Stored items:

****

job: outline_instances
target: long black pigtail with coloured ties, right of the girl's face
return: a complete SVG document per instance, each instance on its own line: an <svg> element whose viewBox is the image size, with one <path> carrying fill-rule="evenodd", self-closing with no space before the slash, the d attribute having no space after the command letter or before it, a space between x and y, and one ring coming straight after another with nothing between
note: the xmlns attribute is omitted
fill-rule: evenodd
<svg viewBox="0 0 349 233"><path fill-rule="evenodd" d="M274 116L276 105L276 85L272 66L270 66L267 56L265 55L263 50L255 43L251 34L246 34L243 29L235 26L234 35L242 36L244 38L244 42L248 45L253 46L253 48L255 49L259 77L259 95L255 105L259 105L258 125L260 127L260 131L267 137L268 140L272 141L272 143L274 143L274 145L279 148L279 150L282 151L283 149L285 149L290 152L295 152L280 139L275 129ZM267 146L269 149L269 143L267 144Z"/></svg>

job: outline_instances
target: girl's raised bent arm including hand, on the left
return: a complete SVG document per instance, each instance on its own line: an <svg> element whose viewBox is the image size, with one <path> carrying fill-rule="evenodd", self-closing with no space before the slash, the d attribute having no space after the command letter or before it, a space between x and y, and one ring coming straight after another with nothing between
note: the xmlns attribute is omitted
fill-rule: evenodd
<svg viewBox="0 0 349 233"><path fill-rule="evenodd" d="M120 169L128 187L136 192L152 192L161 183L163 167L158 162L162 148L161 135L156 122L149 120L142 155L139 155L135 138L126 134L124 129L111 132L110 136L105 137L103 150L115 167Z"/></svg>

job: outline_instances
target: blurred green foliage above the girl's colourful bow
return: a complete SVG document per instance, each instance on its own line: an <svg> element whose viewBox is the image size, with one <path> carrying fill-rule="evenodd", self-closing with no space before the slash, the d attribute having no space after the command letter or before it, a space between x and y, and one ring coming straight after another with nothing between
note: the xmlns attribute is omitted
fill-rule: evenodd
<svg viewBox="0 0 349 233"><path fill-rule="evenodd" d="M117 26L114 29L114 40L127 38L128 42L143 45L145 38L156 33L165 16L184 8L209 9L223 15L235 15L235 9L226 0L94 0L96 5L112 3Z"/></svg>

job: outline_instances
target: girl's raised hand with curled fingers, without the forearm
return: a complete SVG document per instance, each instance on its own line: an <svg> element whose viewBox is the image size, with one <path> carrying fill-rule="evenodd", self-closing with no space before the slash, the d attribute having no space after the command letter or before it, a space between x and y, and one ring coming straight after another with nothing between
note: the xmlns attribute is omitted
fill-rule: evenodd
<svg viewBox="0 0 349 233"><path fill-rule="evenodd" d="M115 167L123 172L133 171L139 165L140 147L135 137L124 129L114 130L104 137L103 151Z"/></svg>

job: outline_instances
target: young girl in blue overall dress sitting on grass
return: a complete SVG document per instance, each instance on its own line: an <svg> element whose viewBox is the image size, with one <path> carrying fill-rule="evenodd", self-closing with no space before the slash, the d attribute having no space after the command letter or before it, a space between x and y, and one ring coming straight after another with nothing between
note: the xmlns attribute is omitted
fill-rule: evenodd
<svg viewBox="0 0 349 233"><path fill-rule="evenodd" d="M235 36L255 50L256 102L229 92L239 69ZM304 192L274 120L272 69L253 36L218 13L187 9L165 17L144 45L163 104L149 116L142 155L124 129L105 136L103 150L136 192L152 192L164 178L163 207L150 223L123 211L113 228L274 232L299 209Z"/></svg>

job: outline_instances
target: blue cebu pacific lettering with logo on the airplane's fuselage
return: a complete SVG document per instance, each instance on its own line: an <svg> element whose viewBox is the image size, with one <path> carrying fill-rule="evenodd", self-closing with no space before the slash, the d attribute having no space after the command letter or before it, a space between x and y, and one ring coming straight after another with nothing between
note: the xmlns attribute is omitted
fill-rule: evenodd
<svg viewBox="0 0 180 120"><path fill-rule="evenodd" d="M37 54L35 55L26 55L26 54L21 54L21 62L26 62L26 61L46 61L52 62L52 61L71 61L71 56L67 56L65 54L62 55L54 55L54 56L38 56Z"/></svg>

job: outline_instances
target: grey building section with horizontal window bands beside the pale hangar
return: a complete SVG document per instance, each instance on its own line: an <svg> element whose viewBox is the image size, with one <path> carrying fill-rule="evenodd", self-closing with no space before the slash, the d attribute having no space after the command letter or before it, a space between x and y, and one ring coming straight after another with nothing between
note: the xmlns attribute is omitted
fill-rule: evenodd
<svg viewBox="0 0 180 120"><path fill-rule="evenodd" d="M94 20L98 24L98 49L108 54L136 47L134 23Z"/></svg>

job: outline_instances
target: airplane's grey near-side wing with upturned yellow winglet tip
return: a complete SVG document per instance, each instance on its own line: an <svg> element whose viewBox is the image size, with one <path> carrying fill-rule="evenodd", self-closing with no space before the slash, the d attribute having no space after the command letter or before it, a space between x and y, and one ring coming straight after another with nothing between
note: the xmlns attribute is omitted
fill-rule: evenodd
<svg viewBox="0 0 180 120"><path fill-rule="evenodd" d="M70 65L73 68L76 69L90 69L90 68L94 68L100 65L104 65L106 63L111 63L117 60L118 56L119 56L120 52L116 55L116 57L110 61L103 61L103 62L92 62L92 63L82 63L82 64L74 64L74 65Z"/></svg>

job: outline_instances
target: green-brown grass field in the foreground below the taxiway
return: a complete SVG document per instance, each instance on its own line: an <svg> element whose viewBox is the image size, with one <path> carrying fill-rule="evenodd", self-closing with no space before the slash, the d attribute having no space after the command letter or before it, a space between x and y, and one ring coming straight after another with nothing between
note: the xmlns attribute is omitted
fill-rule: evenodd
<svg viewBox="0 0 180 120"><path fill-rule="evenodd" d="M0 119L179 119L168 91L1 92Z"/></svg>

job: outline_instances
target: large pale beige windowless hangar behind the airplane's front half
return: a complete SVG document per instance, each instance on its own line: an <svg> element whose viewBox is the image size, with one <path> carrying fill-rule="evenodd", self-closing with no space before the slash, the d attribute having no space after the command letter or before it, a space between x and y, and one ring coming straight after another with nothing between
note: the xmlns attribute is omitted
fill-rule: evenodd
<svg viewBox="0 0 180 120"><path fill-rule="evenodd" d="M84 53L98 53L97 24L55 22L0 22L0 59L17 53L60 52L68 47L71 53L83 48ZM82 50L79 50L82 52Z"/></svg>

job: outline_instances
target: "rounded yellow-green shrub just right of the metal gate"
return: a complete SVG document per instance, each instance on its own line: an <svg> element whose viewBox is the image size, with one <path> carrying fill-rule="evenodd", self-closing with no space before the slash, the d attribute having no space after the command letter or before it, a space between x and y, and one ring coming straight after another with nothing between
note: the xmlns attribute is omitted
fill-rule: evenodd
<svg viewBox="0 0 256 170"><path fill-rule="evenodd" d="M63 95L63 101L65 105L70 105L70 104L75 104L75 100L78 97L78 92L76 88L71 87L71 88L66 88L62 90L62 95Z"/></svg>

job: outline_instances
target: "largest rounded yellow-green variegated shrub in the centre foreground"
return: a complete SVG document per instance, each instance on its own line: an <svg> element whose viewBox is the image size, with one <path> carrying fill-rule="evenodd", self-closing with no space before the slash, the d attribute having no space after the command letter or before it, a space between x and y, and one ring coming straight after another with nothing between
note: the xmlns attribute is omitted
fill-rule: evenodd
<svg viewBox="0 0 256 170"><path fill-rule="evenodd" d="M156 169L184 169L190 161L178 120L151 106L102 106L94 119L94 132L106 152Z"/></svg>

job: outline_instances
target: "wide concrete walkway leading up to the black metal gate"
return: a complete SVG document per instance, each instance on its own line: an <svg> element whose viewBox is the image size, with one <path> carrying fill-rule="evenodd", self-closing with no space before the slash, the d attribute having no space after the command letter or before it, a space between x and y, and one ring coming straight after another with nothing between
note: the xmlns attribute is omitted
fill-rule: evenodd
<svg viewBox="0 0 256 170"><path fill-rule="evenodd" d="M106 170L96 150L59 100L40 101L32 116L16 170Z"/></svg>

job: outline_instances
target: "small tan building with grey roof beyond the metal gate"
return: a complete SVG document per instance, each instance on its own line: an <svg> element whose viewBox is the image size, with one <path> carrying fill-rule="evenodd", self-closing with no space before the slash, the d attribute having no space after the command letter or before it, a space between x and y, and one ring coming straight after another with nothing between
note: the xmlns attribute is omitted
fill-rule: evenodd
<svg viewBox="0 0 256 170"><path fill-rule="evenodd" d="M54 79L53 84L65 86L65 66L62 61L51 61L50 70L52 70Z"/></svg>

****

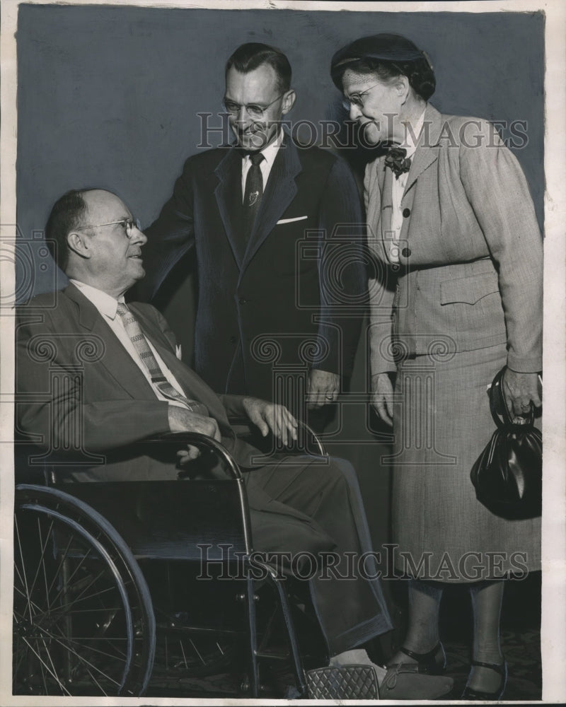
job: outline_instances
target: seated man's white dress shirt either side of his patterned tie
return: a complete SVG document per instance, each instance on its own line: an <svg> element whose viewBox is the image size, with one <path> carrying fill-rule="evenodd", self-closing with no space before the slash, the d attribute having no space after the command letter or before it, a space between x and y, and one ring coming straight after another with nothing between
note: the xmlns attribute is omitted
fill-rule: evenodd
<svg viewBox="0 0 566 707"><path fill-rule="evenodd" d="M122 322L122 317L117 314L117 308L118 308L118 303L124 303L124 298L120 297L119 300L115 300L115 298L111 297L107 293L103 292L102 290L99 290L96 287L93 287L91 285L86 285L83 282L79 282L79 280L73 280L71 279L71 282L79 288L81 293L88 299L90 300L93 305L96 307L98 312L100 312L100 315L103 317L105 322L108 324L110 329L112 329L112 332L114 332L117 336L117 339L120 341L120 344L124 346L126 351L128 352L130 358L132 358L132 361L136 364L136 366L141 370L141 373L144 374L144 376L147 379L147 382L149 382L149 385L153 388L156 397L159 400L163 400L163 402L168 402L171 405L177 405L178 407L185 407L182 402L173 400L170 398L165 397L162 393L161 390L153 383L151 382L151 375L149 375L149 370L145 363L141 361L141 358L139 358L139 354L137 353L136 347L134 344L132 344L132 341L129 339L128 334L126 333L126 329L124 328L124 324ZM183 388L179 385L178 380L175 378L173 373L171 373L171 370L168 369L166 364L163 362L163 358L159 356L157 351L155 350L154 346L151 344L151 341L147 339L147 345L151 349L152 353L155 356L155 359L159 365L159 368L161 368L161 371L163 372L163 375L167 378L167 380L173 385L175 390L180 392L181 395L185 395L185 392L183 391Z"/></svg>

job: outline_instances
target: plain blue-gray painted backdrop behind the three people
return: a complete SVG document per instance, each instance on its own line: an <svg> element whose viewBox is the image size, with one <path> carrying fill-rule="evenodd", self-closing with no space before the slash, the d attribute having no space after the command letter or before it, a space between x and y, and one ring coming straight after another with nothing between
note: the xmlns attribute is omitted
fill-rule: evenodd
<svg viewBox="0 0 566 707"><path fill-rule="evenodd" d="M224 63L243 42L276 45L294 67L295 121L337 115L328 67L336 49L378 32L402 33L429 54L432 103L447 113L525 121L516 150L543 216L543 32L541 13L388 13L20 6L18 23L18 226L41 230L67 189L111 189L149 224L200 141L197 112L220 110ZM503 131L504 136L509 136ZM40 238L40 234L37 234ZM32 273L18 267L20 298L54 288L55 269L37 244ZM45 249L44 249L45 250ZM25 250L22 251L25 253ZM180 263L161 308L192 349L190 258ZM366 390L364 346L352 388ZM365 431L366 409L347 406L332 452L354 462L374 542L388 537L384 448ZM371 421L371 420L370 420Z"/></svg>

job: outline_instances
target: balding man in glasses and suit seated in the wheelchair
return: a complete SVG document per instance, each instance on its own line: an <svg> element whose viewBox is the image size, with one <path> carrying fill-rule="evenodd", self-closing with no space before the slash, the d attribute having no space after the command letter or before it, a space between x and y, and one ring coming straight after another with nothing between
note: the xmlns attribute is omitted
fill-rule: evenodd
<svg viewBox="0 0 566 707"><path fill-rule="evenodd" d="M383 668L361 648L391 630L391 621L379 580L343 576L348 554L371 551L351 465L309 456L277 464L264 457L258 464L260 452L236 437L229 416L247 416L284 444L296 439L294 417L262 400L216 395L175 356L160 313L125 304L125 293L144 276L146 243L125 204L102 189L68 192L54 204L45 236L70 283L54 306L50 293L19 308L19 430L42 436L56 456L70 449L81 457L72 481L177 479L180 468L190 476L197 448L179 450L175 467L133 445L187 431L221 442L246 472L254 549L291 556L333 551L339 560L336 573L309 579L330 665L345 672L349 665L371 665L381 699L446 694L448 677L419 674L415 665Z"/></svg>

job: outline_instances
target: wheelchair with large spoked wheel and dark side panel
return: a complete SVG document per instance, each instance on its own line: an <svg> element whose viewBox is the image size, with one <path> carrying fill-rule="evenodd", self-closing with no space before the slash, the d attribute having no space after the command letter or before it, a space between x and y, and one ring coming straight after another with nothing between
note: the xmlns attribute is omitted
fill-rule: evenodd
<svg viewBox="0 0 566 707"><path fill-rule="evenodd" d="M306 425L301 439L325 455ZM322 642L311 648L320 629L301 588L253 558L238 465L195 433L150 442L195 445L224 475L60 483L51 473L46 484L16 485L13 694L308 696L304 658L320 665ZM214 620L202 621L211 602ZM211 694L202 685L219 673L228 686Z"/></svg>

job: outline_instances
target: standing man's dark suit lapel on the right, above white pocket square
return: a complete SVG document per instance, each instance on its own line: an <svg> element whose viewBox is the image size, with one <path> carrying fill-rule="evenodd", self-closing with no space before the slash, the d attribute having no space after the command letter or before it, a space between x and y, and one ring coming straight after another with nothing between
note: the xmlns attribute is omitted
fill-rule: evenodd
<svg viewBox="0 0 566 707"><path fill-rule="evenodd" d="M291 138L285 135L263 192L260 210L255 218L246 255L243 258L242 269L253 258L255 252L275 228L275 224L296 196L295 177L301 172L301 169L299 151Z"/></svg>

****

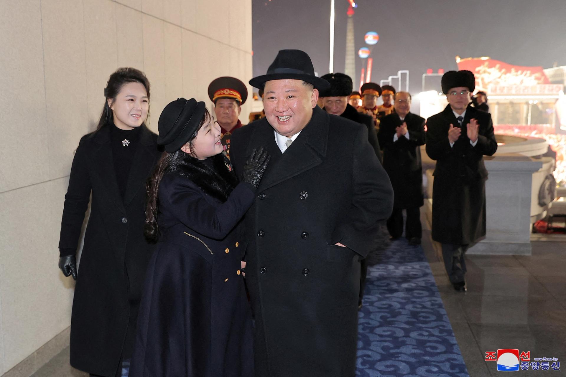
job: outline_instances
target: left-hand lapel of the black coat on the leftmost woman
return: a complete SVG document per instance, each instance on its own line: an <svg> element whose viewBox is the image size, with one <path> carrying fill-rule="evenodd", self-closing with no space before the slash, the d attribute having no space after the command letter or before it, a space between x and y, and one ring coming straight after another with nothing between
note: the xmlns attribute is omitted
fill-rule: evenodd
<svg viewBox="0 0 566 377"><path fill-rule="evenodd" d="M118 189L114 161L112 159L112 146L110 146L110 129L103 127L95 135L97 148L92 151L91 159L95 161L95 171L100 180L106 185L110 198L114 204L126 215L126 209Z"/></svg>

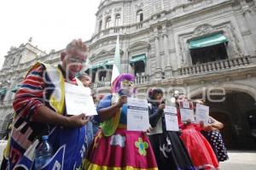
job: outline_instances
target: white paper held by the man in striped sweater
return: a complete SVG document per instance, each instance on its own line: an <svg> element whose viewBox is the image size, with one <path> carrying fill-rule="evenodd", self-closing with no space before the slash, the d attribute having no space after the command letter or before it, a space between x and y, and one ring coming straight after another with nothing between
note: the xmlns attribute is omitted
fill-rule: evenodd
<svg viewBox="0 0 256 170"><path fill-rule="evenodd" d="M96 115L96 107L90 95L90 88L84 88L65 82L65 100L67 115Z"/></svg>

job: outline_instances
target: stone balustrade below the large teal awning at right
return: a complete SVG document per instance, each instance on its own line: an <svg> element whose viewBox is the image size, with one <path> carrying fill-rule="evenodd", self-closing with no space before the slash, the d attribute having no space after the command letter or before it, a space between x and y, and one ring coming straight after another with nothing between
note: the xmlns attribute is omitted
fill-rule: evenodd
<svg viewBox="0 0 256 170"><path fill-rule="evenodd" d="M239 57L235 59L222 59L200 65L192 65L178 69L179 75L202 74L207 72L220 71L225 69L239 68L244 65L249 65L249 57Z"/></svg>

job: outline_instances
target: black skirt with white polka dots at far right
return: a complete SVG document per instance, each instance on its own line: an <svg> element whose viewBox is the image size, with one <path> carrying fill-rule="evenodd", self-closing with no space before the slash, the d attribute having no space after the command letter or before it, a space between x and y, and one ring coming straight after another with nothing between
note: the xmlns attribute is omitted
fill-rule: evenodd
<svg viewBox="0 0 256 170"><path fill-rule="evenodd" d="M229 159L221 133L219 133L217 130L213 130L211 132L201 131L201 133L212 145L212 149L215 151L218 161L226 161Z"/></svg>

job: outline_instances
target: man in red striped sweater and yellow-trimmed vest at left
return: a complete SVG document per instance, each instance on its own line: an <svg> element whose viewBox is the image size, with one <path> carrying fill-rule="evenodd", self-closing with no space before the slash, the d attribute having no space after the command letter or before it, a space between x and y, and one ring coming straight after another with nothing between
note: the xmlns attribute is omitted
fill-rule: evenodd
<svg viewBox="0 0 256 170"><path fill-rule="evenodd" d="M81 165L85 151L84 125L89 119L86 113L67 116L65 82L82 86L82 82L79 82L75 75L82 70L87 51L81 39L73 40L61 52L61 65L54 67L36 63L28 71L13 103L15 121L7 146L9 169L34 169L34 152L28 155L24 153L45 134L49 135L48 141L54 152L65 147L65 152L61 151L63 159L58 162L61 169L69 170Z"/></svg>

****

Looking at the entries above, can you reproduce exactly the lines from the one that holds "target: grey building" through the one that holds "target: airplane's grey", and only those?

target: grey building section with horizontal window bands beside the pale hangar
return: a complete SVG document per instance, each instance on its own line: an <svg> element whose viewBox is the image size, with one <path> carrying fill-rule="evenodd", self-closing with no space before the slash, the d attribute having no space after the command letter or before it, a space between x and y, and one ring coming straight after another with nothing between
note: the xmlns attribute is omitted
fill-rule: evenodd
<svg viewBox="0 0 180 120"><path fill-rule="evenodd" d="M94 20L98 24L98 49L108 54L136 47L134 23Z"/></svg>

job: outline_instances
target: airplane's grey near-side wing with upturned yellow winglet tip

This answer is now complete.